Stored data entries:
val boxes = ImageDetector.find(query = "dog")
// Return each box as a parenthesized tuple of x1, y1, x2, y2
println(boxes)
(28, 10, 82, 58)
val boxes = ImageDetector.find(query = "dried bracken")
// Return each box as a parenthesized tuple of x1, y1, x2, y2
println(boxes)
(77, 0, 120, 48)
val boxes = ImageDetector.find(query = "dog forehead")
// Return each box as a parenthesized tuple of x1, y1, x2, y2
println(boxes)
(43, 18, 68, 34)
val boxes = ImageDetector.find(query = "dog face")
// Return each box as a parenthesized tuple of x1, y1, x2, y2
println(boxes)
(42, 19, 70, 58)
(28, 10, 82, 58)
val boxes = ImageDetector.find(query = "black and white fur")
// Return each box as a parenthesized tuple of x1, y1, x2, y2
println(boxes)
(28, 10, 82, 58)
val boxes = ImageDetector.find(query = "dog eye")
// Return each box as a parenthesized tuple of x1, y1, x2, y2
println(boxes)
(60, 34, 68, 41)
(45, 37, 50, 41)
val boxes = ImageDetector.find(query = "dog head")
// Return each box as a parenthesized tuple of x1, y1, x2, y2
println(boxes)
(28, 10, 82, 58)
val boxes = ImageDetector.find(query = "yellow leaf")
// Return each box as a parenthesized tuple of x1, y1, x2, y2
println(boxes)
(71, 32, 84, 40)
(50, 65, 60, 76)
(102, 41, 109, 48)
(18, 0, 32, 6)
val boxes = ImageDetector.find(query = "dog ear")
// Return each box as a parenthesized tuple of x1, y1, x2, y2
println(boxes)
==
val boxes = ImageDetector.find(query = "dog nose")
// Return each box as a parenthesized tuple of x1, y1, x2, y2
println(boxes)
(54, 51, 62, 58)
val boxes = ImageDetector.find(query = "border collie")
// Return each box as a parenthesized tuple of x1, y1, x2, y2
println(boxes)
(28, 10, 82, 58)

### WORK REQUIRED
Whenever the word "find" shows up in a line of the entries above, copy that line.

### SOLUTION BELOW
val boxes = ImageDetector.find(query = "dog")
val boxes = ImageDetector.find(query = "dried bracken")
val boxes = ImageDetector.find(query = "dog forehead")
val boxes = ImageDetector.find(query = "dog face")
val boxes = ImageDetector.find(query = "black and white fur")
val boxes = ImageDetector.find(query = "dog eye")
val boxes = ImageDetector.find(query = "dog head")
val boxes = ImageDetector.find(query = "yellow leaf")
val boxes = ImageDetector.find(query = "dog ear")
val boxes = ImageDetector.find(query = "dog nose")
val boxes = ImageDetector.find(query = "border collie")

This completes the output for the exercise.